As a general rule, are wars not more likely to recruit terrorists than to deter them? It is hard to build
democracy at the barrel of a gun, when history suggests that it more usually the product of long internal
development within a society.
Because of the UN's unique role as a source of
legitimacy, it is of the greatest importance that if a war is waged in Iraq, the UN should authorise the
decision to attack. If, tragically, the position of the UN remains ambiguous (if, for example, authority for an
attack rested on Resolution 1441, but without explicit Security Council confirmation that Iraq's failure fully
to comply constituted a casus belli), then it is still likely to be desirable that the UN should provide the
framework as soon as possible for humanitarian assistance that may be necessary thereafter;
that it should oversee the emergence of the new Iraqi polity, driven by the people of Iraq themselves; and
that it should help to co-ordinate the international reconstruction effort that will certainly be required. But
it would be better (who can seriously dispute this) if, a huge "if" we were able to disarm Saddam Hussein
preferably by inspections.
EU HUMANITARIAN ASSISTANCE AND OTHER
CO-OPERATION
The EU is a massive donor in the Balkans and in Afghanistan,
and we are already the largest humanitarian donor in Iraq. If it comes to war, we shall certainly have to step
up that help, not just to the victims of the conflict, but to those who may seek refuge from it. The Commission
has been engaged in intensive contacts with UN organisations and with countries neighbouring Iraq about how we
might best contribute on the humanitarian front. €15m has already been set aside, but we may well need to go
further drawing, if necessary, on the budget's emergency reserve.
It will be
essential that, with other international assistance agencies, the EU should be free to give independent and
impartial help. A strict separation will need to be maintained between military action and assistance in order
to preserve the so-called 'humanitarian space'. That objective will be much easier to achieve if the UN is
recognised, at an early stage, as the lead assistance co-ordinator.
Immediate
humanitarian help is one thing but the demands upon us will certainly extend much beyond that. As you are all
too well aware in this House, Europe's external relations budget is already heavily committed. It will be very
difficult in any circumstances to launch massive new programmes in Iraq and in the neighbourhood of Iraq. But it
will be that much more difficult for the EU to co-operate fully and on a large scale also in the longer-term
reconstruction process if events unfold without proper UN cover and if the Member States remain divided.
When I have made this point in the past I have sometimes been accused of issuing a threat of
EU nonco-operation if the United States chooses to proceed without UN backing, on the principle suggested by Tom
Friedman from the sign in a china shop: "If you broke it, you own it." But that is not my point. I am making,
rather, a simple observation of fact: that if it comes to war, it will be very much easier to persuade you the
EU budgetary authority to be generous if there is no dispute about the legitimacy of the military action that
has taken place; about the new political order that emerges thereafter; or about who is in charge of the
reconstruction process. I am not making a quasi-legal point. I am simply offering a political judgement of no
great novelty or sagacity. It seems pretty obvious.
MINIMISING COLLATERAL
DAMAGE
I am gravely concerned and I know that many in this House share my
concerns about the potential collateral damage of recent events, and of a war, if it comes to that. Our joint
efforts should be directed to trying to minimise those potential effects. I am thinking not just of the death
and destruction that might be wrought by war itself, or of the destabilising consequences for Iraq's immediate
neighbours but of potential damage, for example to the authority of the United Nations; to NATO; and to
transatlantic relations, which are going through a very difficult passage. In all these contexts we must look
beyond the immediate arguments and remind ourselves of our long-term interests to co-operate and to strengthen
the flawed but necessary apparatus of international governance.

□ □ □ □ □

(Requirements):
1) From the Iraq text, quote the passage starting at "As a general" and ending at "within a society.".
2) According to the Iraq text, how much money has already been set aside for humanitarian help?
The data that comes after the Iraq text is separate material.

□ □ □ □ □

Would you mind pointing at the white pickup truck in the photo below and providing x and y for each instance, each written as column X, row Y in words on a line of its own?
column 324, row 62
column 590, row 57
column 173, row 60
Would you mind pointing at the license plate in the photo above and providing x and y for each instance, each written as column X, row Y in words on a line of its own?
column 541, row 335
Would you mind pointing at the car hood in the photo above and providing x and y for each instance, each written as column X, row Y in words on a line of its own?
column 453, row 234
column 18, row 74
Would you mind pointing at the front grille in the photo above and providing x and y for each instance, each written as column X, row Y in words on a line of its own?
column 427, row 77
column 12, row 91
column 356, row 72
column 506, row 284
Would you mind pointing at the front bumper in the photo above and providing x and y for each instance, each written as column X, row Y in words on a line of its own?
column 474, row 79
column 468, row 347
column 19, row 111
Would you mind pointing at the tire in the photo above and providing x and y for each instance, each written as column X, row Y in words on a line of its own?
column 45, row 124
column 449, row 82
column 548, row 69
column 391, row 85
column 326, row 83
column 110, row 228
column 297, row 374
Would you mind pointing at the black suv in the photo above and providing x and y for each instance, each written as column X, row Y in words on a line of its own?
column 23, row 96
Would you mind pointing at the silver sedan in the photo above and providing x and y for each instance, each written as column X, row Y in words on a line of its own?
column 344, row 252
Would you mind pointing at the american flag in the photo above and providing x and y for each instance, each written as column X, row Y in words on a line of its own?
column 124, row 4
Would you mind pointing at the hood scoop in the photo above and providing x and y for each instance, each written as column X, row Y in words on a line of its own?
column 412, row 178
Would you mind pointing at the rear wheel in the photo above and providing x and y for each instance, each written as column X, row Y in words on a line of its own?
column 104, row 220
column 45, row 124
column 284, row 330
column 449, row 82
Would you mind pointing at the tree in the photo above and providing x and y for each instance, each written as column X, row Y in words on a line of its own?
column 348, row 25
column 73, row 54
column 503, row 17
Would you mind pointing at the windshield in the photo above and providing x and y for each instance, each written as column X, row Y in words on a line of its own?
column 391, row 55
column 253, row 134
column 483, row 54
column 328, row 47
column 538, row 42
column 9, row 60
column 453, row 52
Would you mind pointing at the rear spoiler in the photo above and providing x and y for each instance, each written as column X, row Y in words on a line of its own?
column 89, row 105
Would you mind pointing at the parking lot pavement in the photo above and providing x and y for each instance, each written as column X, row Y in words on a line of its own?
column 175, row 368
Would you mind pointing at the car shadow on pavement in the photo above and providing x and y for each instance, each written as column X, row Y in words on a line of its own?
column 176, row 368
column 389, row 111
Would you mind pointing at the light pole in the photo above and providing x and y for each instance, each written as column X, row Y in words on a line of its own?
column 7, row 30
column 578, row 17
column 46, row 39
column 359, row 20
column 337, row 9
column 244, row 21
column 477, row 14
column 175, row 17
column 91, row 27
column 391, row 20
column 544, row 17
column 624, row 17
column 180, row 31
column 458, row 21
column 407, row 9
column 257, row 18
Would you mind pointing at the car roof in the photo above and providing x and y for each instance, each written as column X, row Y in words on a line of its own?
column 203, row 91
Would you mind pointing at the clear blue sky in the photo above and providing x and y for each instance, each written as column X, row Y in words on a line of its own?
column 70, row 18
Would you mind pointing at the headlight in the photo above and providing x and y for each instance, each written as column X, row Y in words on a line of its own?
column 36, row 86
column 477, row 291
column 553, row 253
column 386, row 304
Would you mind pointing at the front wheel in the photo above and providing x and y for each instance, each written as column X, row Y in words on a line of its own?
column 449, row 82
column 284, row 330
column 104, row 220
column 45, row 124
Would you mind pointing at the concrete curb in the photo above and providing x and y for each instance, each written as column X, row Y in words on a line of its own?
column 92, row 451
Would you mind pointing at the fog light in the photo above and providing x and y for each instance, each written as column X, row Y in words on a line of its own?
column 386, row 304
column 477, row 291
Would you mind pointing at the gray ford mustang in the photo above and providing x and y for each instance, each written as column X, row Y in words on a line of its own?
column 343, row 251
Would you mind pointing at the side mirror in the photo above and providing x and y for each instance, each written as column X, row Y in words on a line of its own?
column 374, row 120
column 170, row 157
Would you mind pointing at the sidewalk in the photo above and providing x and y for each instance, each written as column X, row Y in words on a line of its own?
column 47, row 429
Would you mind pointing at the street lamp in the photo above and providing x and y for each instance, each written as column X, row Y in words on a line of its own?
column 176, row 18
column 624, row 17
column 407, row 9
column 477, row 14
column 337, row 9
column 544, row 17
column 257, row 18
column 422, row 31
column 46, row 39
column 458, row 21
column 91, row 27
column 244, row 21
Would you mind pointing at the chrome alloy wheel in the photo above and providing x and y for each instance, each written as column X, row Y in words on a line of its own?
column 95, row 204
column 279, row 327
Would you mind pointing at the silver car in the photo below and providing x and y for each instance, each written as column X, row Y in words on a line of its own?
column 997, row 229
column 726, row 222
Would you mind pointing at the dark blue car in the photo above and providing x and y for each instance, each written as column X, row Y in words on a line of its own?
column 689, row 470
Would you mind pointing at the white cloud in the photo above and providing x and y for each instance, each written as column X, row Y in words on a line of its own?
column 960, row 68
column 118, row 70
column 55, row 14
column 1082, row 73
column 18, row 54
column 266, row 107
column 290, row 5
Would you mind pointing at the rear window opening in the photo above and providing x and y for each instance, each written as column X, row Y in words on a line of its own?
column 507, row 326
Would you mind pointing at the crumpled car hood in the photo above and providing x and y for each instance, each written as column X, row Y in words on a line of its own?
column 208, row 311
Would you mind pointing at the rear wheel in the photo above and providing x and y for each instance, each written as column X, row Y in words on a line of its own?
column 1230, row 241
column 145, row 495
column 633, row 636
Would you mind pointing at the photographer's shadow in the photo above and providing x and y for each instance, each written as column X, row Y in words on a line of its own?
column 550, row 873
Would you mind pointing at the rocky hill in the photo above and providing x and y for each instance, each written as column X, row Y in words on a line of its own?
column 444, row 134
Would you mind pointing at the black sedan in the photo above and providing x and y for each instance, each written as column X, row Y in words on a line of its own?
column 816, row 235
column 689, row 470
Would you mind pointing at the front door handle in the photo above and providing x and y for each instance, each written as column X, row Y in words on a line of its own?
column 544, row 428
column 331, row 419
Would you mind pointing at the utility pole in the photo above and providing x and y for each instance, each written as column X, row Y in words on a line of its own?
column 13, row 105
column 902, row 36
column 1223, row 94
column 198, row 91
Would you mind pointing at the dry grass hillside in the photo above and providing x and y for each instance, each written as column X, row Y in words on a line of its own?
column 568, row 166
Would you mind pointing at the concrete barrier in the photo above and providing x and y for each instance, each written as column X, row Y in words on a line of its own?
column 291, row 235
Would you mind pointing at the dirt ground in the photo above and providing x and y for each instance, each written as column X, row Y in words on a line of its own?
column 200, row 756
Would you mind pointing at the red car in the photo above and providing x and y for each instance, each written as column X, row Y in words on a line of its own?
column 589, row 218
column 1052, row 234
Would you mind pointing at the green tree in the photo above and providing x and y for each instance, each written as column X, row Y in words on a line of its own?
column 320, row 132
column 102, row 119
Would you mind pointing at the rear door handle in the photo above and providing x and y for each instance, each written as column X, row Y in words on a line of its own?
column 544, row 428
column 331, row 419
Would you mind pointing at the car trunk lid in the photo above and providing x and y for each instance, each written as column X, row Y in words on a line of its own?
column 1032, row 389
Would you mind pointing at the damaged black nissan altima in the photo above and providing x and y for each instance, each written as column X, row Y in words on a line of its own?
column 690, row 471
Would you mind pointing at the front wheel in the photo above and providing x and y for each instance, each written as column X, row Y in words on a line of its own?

□ □ □ □ □

(Solved tasks):
1)
As a general rule, are wars not more likely to recruit terrorists than to deter them? It is hard to build
democracy at the barrel of a gun, when history suggests that it more usually the product of long internal
development within a society.

2) €15m has already been set aside.